» **SUPPLIED MATERIAL**
(begin)

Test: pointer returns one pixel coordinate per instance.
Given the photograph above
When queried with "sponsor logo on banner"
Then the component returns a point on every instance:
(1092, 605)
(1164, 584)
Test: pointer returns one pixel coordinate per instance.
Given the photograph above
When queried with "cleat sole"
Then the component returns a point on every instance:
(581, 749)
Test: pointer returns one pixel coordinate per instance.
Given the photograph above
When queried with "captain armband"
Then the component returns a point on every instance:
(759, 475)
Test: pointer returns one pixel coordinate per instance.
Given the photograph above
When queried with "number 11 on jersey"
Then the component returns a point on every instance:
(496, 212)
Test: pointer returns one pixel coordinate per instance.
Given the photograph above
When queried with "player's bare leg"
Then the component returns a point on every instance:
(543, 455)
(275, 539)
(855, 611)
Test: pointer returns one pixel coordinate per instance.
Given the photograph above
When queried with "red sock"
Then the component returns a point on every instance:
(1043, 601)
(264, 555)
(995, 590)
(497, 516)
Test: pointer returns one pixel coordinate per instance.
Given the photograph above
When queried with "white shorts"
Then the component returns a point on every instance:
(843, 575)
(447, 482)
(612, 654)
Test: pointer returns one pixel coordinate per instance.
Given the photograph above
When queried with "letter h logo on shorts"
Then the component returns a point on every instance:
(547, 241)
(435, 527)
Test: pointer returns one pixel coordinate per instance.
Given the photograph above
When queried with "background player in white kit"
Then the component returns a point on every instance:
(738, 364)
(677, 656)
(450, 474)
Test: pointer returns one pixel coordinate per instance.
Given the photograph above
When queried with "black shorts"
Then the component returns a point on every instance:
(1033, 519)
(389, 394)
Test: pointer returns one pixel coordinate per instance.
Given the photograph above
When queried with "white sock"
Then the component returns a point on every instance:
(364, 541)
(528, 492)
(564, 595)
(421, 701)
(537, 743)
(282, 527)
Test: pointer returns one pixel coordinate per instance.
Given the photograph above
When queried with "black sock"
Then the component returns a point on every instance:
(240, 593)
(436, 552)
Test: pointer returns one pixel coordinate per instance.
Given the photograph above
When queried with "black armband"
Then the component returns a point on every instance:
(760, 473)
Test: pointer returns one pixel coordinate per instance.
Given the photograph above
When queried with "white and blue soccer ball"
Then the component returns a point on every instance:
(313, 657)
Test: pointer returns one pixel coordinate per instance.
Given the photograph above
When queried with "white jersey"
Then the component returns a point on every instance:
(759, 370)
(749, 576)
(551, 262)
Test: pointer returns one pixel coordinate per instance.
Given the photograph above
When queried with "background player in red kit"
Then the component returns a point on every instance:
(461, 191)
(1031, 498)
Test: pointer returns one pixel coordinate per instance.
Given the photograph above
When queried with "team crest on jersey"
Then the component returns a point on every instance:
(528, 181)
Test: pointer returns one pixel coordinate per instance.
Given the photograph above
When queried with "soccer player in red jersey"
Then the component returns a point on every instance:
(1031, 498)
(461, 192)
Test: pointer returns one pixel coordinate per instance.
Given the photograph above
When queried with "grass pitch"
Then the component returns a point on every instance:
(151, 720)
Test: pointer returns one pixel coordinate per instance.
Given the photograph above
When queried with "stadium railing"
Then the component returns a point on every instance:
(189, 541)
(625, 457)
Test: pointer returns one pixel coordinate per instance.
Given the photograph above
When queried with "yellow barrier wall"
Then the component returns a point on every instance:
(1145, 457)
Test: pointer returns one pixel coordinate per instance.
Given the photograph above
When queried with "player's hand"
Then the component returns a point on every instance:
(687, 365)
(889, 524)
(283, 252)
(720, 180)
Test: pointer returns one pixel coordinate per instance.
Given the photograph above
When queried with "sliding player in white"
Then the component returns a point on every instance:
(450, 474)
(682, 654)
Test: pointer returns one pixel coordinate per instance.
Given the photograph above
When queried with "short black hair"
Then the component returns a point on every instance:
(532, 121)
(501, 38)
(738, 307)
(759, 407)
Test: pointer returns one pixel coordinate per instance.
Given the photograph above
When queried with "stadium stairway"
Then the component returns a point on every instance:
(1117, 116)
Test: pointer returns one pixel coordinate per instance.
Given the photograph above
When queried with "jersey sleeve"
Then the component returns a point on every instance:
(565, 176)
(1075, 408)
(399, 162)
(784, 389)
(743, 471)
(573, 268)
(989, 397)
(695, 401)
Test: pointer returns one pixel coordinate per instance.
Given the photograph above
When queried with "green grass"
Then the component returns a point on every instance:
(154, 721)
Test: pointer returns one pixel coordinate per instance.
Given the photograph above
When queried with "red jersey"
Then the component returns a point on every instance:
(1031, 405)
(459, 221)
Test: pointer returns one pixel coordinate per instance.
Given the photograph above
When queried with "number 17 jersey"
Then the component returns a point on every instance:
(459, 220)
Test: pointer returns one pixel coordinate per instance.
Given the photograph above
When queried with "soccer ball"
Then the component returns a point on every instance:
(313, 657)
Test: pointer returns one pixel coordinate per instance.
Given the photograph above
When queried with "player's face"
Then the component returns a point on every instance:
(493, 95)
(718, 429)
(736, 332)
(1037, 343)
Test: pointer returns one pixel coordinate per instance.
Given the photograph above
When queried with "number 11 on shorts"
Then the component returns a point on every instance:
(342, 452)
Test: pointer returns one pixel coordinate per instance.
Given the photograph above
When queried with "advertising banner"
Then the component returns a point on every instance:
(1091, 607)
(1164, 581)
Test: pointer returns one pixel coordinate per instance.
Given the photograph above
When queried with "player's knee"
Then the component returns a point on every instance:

(end)

» **DIRECTIONS**
Rewrite the listing from its first line through the line holding "(1164, 584)", inclusive, with "component" changed to "module" and nothing else altered.

» **ANSWER TO THE EXERCISE**
Test: pointer returns one pixel coordinate per instance.
Given the photograph above
When queried with "sponsor logo on banner"
Then the module returns a point on every instance:
(1092, 605)
(1164, 584)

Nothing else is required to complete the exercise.